● Exercise prompt: Reproduce the portion of the items from the line containing "the wooden boat" through the end of the items, requests included, and offset every bounding-box coordinate in the answers by adding -70 to it.

● Given data:
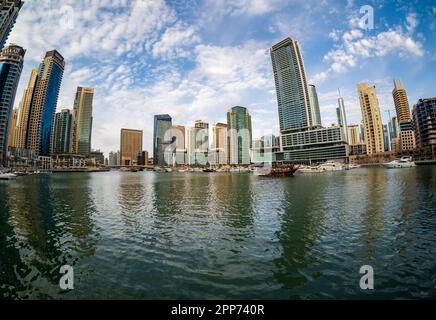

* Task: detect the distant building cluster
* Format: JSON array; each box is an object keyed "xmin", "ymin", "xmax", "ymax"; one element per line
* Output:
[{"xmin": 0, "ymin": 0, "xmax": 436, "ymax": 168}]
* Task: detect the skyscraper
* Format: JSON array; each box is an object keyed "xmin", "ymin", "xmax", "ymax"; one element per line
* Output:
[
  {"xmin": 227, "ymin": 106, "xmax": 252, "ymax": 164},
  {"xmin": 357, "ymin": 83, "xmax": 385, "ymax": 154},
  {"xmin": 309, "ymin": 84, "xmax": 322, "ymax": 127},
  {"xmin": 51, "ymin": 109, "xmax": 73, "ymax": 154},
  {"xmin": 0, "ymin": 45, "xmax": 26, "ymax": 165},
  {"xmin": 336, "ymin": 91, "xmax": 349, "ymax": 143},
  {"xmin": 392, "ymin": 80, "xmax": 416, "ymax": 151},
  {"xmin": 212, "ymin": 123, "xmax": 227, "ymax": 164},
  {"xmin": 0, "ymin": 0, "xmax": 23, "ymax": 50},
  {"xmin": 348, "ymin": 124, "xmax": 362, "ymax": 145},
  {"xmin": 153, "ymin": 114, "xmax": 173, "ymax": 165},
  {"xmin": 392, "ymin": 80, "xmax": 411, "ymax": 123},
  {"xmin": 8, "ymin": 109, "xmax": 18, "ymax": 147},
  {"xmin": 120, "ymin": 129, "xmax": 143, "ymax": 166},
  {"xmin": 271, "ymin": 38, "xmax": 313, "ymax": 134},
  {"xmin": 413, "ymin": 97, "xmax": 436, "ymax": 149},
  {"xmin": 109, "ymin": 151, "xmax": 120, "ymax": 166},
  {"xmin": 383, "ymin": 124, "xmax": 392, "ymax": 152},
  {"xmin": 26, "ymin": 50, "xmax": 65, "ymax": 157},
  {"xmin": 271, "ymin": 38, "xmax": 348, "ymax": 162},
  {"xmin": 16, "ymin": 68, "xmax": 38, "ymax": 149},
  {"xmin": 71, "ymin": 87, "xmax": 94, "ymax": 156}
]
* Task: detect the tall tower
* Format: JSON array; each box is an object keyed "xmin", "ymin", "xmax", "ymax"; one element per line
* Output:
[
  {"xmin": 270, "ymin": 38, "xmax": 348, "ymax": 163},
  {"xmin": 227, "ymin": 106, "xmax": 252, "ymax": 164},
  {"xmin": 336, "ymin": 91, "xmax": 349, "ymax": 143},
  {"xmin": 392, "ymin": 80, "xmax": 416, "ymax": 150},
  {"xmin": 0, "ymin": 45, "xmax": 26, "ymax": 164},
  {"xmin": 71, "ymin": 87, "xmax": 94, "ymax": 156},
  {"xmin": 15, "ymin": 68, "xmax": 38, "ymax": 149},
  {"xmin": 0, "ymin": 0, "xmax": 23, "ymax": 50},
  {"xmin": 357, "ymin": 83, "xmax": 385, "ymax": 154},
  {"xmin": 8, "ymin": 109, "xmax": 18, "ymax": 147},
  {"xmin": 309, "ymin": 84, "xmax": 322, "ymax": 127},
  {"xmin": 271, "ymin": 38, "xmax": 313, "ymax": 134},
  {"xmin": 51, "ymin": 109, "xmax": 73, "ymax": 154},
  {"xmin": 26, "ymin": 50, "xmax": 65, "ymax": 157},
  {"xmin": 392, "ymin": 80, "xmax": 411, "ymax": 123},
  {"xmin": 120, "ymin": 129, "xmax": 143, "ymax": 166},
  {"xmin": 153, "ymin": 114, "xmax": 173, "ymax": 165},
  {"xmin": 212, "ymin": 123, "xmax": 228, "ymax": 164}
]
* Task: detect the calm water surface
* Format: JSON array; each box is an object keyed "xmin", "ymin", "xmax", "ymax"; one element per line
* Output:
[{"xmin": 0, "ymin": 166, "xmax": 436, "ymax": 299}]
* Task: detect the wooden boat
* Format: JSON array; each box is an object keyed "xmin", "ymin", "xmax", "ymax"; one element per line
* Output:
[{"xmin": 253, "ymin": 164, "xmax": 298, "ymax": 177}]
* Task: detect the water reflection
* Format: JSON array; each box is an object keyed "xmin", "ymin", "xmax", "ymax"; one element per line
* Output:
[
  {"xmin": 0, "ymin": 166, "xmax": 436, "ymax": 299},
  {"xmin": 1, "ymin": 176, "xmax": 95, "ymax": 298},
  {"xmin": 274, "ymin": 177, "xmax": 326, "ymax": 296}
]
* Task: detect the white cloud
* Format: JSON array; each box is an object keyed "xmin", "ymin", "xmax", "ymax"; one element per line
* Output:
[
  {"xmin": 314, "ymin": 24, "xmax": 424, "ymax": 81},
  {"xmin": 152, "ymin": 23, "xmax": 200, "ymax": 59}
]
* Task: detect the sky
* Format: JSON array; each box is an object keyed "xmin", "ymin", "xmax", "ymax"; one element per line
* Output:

● Task solution:
* Task: detect the wooden boat
* Format: JSON array; each box is an object keyed "xmin", "ymin", "xmax", "ymax"; one element per line
* Output:
[{"xmin": 183, "ymin": 94, "xmax": 228, "ymax": 107}]
* Task: detect the water reflection
* Format: JSON array; each box is an object keyed "xmin", "ymin", "xmax", "ymax"; one element per line
* Output:
[
  {"xmin": -70, "ymin": 96, "xmax": 366, "ymax": 229},
  {"xmin": -69, "ymin": 106, "xmax": 25, "ymax": 228},
  {"xmin": 204, "ymin": 107, "xmax": 256, "ymax": 226}
]
* Task: detect the white cloud
* Format: JSON array; each box is an object keyed "xmin", "ymin", "xmax", "ymax"; one element per line
* Output:
[
  {"xmin": 244, "ymin": -46, "xmax": 354, "ymax": 11},
  {"xmin": 82, "ymin": -47, "xmax": 130, "ymax": -11}
]
* Task: detect the sky
* Format: JSON array; each box is an object keyed "xmin", "ymin", "xmax", "ymax"; one element per line
* Output:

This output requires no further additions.